What the task asks – Write each line word for word, from the line that contains "If you would be willing to indicate the bird's foot" through the last line of the material below.

Saved data entries:
>>>>
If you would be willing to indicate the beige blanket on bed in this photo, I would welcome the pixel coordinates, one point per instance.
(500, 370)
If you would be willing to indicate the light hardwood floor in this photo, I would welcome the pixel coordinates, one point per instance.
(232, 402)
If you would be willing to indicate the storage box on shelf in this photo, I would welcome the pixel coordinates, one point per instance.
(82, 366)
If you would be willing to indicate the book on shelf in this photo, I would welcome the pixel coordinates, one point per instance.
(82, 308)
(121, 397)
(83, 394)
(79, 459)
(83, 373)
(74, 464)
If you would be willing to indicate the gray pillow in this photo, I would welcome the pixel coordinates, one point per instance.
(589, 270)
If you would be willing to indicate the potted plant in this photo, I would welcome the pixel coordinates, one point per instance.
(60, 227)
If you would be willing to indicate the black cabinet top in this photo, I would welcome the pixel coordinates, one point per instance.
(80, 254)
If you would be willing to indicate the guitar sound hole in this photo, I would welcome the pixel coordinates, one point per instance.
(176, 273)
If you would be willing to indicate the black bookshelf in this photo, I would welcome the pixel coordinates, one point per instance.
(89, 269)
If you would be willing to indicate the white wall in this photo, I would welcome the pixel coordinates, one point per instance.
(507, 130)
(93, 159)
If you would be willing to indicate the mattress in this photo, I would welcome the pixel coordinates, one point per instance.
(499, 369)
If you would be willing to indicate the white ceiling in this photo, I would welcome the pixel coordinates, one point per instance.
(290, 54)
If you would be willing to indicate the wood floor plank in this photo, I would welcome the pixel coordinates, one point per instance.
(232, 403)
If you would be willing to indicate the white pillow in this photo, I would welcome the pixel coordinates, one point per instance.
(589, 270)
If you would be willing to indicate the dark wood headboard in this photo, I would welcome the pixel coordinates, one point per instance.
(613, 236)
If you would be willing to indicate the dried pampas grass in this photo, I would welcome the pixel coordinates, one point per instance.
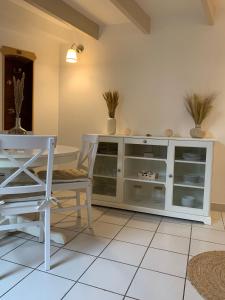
(112, 101)
(199, 106)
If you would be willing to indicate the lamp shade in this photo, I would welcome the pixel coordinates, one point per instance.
(71, 56)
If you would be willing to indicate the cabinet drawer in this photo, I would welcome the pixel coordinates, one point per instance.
(146, 141)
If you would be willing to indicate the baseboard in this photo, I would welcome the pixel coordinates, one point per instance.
(218, 206)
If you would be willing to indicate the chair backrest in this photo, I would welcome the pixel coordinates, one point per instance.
(22, 153)
(88, 152)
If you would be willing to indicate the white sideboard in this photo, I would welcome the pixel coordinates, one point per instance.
(181, 170)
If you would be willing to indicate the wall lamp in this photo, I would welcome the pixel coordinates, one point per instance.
(71, 56)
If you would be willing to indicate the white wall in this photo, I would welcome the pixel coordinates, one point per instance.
(23, 30)
(152, 73)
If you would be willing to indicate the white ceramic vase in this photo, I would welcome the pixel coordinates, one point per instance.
(111, 126)
(197, 132)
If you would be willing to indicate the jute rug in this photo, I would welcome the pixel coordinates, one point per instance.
(206, 272)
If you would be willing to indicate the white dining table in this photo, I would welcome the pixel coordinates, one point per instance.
(62, 155)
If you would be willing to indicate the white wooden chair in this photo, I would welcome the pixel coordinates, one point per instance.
(34, 196)
(78, 179)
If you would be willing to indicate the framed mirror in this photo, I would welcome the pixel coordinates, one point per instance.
(15, 63)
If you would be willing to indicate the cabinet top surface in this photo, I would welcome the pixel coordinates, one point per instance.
(158, 137)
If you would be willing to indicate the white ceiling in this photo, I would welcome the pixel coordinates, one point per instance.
(100, 11)
(104, 12)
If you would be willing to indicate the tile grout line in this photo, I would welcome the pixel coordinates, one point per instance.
(94, 259)
(79, 232)
(6, 253)
(138, 268)
(189, 248)
(28, 267)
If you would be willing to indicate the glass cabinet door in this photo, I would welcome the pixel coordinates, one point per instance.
(187, 177)
(106, 169)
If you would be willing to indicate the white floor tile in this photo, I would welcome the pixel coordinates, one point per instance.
(217, 222)
(114, 218)
(30, 254)
(191, 293)
(209, 235)
(112, 276)
(69, 264)
(166, 262)
(11, 274)
(136, 236)
(88, 244)
(64, 237)
(171, 243)
(72, 223)
(85, 292)
(153, 285)
(202, 246)
(144, 221)
(175, 229)
(23, 235)
(9, 243)
(39, 286)
(55, 217)
(103, 229)
(124, 252)
(96, 212)
(122, 211)
(176, 220)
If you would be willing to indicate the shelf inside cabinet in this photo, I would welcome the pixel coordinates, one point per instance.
(106, 166)
(106, 155)
(145, 158)
(189, 162)
(105, 176)
(190, 154)
(107, 148)
(105, 186)
(160, 180)
(146, 151)
(195, 186)
(188, 197)
(144, 195)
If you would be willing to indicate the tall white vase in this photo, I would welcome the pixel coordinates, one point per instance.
(111, 126)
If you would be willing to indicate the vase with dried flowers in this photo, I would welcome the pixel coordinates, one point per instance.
(112, 101)
(199, 107)
(18, 85)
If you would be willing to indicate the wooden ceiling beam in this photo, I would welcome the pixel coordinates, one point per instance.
(134, 13)
(66, 13)
(210, 7)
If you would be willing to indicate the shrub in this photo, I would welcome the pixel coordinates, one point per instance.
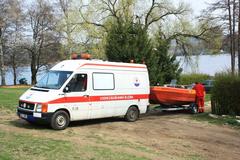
(225, 95)
(186, 79)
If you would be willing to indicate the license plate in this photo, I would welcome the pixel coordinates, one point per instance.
(23, 116)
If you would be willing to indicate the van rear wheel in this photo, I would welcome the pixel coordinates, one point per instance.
(132, 114)
(60, 120)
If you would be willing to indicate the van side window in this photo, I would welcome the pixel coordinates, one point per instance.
(78, 83)
(103, 81)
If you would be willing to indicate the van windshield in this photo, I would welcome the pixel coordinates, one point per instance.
(53, 79)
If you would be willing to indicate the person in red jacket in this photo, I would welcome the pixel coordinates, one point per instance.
(200, 94)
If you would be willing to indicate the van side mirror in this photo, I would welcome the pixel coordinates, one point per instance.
(66, 89)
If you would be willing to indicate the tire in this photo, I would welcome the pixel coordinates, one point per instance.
(132, 114)
(60, 120)
(194, 108)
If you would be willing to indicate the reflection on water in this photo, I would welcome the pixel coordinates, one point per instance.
(22, 72)
(209, 64)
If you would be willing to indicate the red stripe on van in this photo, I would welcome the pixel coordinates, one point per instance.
(99, 98)
(110, 65)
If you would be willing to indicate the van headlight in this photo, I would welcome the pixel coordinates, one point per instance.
(39, 108)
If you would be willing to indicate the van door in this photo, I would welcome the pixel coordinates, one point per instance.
(102, 95)
(77, 97)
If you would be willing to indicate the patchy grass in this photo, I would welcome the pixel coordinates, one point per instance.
(208, 97)
(19, 146)
(219, 121)
(9, 97)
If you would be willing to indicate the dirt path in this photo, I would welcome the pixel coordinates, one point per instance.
(155, 136)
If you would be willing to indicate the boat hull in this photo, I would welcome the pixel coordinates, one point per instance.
(172, 96)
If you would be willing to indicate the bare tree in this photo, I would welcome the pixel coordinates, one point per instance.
(226, 14)
(14, 38)
(238, 37)
(41, 20)
(3, 26)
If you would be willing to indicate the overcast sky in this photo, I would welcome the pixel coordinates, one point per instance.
(196, 5)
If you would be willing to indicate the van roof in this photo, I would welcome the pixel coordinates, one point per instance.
(74, 65)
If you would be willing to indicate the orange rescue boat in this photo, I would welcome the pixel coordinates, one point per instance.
(172, 96)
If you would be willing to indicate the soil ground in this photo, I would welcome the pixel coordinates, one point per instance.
(156, 135)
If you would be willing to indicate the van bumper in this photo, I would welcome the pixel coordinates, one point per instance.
(31, 116)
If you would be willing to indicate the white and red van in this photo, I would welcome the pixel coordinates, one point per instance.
(86, 89)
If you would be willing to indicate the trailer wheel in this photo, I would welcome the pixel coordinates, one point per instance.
(60, 120)
(132, 114)
(194, 108)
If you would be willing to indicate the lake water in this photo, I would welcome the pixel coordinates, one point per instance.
(208, 64)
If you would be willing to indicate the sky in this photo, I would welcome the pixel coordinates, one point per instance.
(196, 5)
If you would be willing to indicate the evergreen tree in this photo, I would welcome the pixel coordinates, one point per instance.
(167, 67)
(130, 41)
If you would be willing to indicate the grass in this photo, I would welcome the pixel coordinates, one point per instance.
(19, 146)
(208, 97)
(9, 97)
(16, 146)
(218, 121)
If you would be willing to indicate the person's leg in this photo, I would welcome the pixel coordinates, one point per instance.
(202, 104)
(198, 104)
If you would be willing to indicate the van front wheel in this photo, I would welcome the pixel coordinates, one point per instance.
(60, 120)
(132, 114)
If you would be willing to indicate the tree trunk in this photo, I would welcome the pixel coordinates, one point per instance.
(14, 70)
(234, 34)
(2, 68)
(231, 38)
(239, 37)
(33, 69)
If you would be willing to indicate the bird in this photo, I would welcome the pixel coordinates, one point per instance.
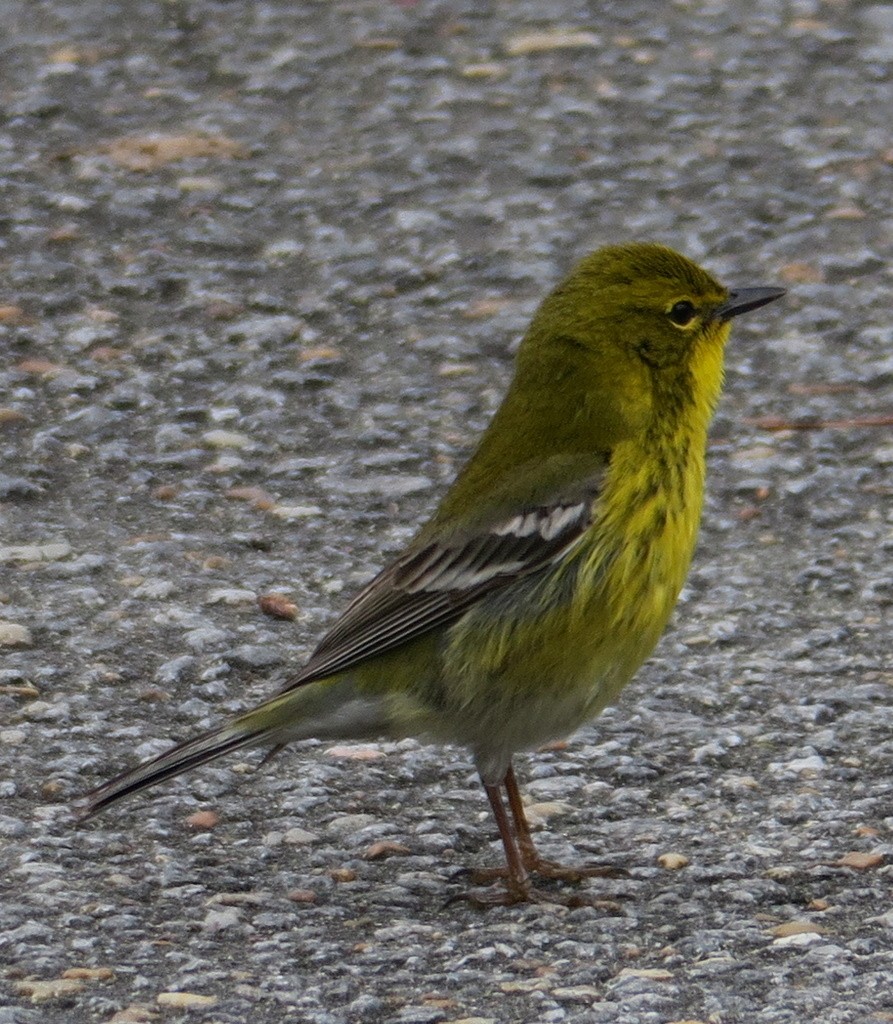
(549, 569)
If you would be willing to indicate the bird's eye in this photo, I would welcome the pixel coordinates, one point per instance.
(682, 312)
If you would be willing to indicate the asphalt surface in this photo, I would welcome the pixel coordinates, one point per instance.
(263, 267)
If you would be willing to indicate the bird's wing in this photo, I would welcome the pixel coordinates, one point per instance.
(432, 585)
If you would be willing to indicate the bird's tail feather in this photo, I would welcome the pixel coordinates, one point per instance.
(178, 759)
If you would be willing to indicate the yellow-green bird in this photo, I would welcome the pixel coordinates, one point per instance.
(551, 566)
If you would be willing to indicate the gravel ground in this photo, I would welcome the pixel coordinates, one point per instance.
(263, 267)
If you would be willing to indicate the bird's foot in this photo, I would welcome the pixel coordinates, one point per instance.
(512, 894)
(551, 869)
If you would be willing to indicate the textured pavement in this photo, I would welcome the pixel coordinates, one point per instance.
(263, 267)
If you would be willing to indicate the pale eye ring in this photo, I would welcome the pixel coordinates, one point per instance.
(682, 312)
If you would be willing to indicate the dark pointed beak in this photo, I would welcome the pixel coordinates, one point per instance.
(741, 300)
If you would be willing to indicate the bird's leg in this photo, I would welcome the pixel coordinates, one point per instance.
(517, 881)
(522, 858)
(530, 857)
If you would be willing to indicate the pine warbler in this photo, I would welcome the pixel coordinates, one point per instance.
(547, 574)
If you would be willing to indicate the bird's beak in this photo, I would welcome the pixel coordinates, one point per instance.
(741, 300)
<<<<
Exercise result –
If you would be willing to indicate the bird's foot in this photo, I would welcome the pixel coordinates, one point per instance.
(512, 894)
(551, 869)
If you would be willing to indicate the textured pavement in this photo, I would welcome the pixel coordinates, one point per instance.
(263, 267)
If you would be willing to indicate the pale eye ring in this photo, I would welcome the pixel coordinates, one point per instance.
(682, 312)
If you would be willing to indicate the dark pointed beak in this photo, I would welcome the pixel coordinates, one point per instance.
(741, 300)
If you would be willing to indicate the bird's leg in this photo, I would welcome the pixel coordinates, one point per instance.
(517, 881)
(522, 858)
(530, 857)
If you would be willing to indicate the pine warbler in this photo, I would welcome the pixel coordinates, one point per instance.
(547, 574)
If you would be willing to indicate the bird's beak in this photo, I would welcome the pixel coordinates, one point per instance.
(741, 300)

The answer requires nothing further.